— Short problem —
Copy verbatim the lines starting with the line that contains "[spot] the quarter" and continuing through the line that contains "(1135, 391)", including both. Output only those lines.

— Extracted entries —
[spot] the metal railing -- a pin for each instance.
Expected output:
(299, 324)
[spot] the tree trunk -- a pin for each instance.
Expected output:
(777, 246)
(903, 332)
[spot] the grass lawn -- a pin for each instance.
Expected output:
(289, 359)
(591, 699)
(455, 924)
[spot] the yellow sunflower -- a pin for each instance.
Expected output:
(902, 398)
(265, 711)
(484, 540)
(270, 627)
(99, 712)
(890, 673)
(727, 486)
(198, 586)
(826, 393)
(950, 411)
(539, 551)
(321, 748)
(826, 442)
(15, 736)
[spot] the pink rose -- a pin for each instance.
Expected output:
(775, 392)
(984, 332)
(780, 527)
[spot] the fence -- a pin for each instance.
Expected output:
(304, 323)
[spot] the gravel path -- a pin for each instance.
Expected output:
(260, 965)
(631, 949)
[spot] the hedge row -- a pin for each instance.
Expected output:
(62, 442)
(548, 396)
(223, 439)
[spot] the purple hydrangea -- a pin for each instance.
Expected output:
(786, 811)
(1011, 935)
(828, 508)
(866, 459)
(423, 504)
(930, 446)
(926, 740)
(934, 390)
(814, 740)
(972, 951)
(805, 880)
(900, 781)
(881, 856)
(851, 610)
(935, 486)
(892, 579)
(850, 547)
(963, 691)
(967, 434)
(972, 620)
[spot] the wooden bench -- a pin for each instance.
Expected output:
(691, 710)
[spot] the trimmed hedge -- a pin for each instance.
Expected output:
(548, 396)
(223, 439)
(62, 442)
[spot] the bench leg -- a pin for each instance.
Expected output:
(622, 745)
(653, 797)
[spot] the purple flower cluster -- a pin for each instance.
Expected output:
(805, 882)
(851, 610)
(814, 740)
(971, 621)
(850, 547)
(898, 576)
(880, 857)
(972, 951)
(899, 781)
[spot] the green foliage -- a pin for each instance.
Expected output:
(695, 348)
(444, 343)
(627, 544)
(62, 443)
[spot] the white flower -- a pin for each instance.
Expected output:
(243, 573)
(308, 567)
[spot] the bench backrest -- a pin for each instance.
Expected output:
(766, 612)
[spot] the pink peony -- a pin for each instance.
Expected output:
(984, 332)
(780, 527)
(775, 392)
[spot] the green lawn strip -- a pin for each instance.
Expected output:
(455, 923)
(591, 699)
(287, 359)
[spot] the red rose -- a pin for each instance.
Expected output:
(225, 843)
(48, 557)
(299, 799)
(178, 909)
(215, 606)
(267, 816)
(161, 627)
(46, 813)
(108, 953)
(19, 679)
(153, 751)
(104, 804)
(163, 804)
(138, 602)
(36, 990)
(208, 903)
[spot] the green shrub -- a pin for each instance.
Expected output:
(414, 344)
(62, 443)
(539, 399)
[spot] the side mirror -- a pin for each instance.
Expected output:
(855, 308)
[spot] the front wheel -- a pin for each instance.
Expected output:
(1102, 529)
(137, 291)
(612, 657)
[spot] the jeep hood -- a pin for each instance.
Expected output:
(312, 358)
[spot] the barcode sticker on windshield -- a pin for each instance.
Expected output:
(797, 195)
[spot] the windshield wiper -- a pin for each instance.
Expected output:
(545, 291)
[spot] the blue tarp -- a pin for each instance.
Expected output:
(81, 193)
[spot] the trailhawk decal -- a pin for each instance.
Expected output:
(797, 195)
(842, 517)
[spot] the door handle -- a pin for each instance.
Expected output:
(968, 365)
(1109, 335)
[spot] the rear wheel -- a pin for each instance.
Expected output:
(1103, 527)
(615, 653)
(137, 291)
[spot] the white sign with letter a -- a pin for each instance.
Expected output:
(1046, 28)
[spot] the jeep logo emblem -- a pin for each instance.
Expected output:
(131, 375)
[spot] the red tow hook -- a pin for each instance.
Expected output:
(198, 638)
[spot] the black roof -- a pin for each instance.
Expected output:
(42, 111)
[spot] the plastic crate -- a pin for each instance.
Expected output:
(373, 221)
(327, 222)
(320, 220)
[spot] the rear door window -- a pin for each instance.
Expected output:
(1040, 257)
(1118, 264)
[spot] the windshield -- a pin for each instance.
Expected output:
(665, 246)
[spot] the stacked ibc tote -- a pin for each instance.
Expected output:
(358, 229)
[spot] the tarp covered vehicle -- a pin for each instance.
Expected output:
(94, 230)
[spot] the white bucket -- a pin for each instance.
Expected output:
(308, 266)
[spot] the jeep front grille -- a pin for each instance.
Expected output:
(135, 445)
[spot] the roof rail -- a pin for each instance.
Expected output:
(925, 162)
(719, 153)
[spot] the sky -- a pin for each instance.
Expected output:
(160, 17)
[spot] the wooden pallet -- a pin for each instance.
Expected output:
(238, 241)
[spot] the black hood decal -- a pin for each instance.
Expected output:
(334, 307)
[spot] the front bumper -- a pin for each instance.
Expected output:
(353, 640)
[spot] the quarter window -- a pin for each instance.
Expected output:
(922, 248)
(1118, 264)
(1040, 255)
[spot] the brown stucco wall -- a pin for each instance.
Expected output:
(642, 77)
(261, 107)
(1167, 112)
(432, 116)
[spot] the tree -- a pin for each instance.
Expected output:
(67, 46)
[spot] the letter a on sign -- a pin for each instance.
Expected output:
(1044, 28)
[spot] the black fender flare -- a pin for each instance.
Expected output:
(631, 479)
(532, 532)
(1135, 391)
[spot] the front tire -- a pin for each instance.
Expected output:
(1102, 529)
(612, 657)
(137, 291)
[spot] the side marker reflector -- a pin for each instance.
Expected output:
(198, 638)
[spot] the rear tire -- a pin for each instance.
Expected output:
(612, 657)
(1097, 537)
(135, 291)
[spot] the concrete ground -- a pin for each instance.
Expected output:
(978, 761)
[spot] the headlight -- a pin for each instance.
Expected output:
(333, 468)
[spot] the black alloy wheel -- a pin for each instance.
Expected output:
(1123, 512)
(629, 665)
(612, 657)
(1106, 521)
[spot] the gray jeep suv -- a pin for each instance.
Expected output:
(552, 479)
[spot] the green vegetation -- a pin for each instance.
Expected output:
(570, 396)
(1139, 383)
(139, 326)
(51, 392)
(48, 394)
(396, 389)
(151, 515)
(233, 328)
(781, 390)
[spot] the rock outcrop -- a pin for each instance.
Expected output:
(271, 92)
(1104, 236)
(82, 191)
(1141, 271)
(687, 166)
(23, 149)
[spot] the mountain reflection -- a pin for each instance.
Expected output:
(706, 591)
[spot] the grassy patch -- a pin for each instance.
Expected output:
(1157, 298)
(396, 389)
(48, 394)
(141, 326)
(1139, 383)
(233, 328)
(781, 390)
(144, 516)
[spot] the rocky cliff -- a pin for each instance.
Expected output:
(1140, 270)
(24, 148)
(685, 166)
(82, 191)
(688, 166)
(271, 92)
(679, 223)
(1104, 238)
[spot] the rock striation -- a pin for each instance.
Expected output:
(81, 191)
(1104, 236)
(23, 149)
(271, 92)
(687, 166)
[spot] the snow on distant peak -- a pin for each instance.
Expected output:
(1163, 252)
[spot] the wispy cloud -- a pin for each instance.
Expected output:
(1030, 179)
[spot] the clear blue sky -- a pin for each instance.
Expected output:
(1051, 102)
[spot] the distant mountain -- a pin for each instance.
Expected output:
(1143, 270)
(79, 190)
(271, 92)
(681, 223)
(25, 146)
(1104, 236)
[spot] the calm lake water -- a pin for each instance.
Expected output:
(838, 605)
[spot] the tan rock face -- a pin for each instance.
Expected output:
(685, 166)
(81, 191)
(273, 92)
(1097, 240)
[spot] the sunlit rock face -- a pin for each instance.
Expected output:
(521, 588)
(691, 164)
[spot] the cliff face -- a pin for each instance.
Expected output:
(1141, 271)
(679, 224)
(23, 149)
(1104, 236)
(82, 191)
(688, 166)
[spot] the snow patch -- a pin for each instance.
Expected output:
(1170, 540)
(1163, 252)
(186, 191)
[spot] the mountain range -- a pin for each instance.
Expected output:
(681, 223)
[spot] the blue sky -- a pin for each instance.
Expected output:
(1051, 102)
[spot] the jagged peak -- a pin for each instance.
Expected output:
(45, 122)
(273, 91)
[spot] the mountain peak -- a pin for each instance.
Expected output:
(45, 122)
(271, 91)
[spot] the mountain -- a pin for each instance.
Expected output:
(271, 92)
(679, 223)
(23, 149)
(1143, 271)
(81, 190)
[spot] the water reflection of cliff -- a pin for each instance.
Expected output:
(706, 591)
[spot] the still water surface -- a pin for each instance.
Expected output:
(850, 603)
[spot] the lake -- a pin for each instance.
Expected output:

— Output of the exercise —
[spot] the quarter window -- a pin for each instance.
Expected output:
(922, 248)
(1118, 264)
(1040, 255)
[spot] the brown stucco wall -- a pin for each instance.
Expected output:
(642, 77)
(261, 107)
(1167, 112)
(432, 116)
[spot] the tree -- a pin for each instance.
Expected output:
(67, 46)
[spot] the letter a on sign -- a pin for each instance.
Expected output:
(1044, 28)
[spot] the black fender flare -- a pin for each instance.
Expected output:
(631, 479)
(532, 532)
(1135, 391)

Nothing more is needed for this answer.